Convert the lines below into a Markdown table with the columns "No." and "Line". Number each line, skip blank lines, and omit the pictures.

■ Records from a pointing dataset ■
++++++++++++++++++++

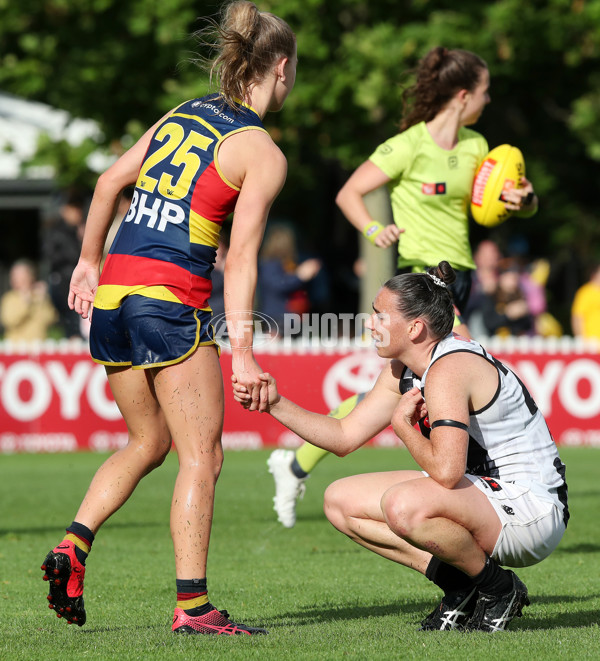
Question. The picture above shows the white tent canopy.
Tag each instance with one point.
(21, 124)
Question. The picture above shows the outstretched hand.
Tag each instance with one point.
(84, 283)
(247, 373)
(515, 198)
(241, 394)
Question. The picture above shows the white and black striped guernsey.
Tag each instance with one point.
(509, 438)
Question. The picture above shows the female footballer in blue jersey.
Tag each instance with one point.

++++++++++++++++++++

■ The response ■
| No. | Line |
|---|---|
| 1 | Question. The picture above shows the white tent canopy. |
| 2 | Tag each instance with one point. |
| 3 | (21, 124) |
| 4 | Question. The picture above shows the outstretched hand. |
| 5 | Tag each instance with one point. |
| 6 | (84, 283) |
| 7 | (247, 373) |
| 8 | (515, 198) |
| 9 | (241, 394) |
| 10 | Question. The picture above shows the white and black striped guernsey. |
| 11 | Tag each instance with one point. |
| 12 | (509, 438) |
| 13 | Question. The picture above shows the female footballer in blue jersey. |
| 14 | Tag each instance with one point. |